Exercise:
A verbatim copy of all the data is required, minus any images.
[Start of section]
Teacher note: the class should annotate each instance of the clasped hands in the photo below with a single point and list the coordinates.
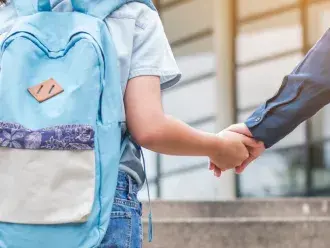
(236, 150)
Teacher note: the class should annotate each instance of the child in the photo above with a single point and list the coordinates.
(147, 66)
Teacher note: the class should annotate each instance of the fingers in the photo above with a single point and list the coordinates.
(241, 168)
(250, 142)
(217, 172)
(212, 166)
(240, 128)
(215, 169)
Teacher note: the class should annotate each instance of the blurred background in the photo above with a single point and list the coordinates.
(233, 55)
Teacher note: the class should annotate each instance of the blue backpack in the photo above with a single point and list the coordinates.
(60, 126)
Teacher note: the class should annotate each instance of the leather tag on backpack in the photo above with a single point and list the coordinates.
[End of section]
Problem solution:
Teacher note: the class should annotate each instance of the clasped hands in the photo below with a single point and list the coordinates.
(236, 150)
Teacher note: the class should annotate each instance of the child in the photo above with a single point and list the coordinates.
(147, 66)
Teacher note: the class should annotate each instance of the fingers in the photo above with a single point and list the coordinates.
(241, 168)
(250, 142)
(217, 172)
(212, 166)
(240, 128)
(215, 169)
Teacher note: the class should annotate each instance of the blurred background in the photo above with a single point and list the coordinates.
(233, 55)
Teacher note: the class should annotate each instance of the blue backpack in the photo above with a single point and list the coordinates.
(60, 126)
Teacher note: the class should annotate each instance of the leather tag on backpack in the photo above with a single point and list the coordinates.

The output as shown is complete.